▶ [PROBLEM REQUIREMENTS] Recast the lines below as a Markdown table with the columns Row and Line, numbering each row and skipping blank lines. Include only the lines from the one with "Spot plywood desk leg in this frame." through the one with "269 35 367 129", with both of those lines included.

===== PROVIDED INFORMATION

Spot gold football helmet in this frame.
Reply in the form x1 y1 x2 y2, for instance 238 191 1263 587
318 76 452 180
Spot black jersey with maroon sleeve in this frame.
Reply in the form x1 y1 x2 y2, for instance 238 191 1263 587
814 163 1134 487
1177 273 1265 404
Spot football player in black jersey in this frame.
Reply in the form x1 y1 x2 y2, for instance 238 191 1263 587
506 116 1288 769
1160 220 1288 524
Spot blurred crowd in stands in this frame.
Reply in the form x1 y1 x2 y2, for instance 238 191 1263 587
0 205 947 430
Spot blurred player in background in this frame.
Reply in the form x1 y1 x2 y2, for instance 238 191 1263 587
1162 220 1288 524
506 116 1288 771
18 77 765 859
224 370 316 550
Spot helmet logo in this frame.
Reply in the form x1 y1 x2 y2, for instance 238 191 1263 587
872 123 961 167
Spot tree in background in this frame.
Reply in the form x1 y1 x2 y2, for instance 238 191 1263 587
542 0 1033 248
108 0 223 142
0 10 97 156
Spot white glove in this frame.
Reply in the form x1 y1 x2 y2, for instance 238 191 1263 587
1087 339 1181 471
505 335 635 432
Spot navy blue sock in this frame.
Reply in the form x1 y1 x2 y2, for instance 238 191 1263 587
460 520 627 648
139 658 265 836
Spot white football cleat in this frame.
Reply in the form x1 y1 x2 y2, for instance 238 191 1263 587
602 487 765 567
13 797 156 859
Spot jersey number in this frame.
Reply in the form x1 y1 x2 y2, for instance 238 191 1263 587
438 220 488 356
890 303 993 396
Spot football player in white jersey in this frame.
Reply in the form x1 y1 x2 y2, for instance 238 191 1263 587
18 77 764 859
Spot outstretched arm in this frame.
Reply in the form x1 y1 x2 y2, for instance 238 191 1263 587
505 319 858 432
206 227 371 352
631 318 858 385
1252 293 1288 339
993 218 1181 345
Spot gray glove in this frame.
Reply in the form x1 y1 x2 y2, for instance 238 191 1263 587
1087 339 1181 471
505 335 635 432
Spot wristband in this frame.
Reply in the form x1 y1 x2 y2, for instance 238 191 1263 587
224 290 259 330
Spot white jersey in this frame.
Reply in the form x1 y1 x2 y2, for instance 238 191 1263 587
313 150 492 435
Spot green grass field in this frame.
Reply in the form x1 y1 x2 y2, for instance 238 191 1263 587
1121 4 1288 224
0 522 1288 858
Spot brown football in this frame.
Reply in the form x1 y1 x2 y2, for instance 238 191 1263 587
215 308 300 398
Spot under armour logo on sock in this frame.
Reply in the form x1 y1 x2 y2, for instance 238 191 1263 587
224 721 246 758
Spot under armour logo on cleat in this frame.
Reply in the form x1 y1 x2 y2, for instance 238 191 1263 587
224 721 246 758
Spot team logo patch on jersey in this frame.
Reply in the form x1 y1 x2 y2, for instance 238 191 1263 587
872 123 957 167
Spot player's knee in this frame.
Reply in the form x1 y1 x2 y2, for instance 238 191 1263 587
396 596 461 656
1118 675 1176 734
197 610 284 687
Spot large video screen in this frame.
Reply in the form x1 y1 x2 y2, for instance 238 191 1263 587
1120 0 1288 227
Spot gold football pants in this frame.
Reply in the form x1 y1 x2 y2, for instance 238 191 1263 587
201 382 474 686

==========
===== PROVIDED INFORMATION

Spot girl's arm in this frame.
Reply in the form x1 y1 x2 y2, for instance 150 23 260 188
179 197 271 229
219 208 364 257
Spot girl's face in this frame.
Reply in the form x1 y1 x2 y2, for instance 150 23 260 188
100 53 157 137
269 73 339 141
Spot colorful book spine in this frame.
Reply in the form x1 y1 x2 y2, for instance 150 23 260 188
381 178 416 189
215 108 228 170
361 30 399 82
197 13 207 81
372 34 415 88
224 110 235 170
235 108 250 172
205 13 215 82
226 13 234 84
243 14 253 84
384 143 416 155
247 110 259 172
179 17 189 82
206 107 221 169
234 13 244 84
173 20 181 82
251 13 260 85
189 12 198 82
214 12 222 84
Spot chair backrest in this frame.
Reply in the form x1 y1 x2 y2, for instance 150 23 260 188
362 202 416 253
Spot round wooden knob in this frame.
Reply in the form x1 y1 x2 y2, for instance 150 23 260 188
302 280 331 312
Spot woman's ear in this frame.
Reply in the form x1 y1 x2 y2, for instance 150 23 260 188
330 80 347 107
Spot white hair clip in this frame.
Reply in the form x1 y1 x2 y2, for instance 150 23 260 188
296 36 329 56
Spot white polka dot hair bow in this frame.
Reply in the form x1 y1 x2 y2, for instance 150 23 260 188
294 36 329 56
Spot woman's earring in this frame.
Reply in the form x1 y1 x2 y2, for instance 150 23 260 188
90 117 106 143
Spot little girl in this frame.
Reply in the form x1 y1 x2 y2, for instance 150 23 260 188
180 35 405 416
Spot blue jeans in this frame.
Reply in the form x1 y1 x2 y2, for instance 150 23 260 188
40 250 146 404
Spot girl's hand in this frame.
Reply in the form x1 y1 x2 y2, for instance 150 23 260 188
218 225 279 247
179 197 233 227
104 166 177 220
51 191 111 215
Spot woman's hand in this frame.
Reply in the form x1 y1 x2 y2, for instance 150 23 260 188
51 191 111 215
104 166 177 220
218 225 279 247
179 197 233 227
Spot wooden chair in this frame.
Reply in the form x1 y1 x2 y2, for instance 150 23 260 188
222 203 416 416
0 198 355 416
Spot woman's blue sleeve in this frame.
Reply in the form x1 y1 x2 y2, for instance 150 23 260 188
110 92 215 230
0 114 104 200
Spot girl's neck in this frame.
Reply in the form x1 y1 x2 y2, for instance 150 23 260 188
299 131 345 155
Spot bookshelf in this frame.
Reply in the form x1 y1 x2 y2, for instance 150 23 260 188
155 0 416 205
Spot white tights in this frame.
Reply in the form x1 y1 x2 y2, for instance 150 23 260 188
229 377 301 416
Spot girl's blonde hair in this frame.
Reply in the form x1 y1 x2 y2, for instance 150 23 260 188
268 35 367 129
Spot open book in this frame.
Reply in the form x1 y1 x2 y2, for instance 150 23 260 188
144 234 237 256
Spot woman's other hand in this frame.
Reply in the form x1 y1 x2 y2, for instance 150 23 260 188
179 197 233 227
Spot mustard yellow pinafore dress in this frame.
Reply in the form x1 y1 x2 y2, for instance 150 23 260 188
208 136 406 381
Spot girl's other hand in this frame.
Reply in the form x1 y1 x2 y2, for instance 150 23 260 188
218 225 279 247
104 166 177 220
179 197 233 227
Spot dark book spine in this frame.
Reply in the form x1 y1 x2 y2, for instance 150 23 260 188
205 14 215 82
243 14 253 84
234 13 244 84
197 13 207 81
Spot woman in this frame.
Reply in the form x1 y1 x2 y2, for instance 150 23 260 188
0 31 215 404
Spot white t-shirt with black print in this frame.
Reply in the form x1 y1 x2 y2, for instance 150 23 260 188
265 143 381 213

==========
===== PROVIDED INFORMATION

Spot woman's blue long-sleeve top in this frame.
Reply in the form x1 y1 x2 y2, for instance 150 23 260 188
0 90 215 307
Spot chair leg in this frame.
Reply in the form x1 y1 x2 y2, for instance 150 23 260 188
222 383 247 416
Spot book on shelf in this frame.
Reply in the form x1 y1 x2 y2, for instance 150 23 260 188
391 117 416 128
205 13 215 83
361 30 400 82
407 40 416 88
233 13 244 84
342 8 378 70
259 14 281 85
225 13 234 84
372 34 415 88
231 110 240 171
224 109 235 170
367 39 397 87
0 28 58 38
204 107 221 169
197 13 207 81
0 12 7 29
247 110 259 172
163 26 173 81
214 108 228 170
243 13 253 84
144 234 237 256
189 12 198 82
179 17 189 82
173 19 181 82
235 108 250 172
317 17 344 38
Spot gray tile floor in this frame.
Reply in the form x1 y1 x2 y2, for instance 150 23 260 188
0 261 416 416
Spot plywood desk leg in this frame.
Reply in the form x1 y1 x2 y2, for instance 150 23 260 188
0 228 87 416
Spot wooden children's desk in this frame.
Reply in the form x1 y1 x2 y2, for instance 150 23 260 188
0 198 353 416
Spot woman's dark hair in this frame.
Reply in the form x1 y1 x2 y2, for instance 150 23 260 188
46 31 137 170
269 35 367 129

==========

▶ [EXERCISE RESPONSE]
| Row | Line |
|---|---|
| 1 | Spot plywood desk leg in this frame. |
| 2 | Reply in the form x1 y1 x2 y2, for instance 150 23 260 188 |
| 3 | 0 228 87 416 |
| 4 | Spot wooden children's desk in this frame. |
| 5 | Reply in the form x1 y1 x2 y2, for instance 150 23 260 188 |
| 6 | 0 198 353 416 |
| 7 | Spot woman's dark hair in this frame. |
| 8 | Reply in the form x1 y1 x2 y2, for instance 150 23 260 188 |
| 9 | 46 31 137 170 |
| 10 | 269 35 367 129 |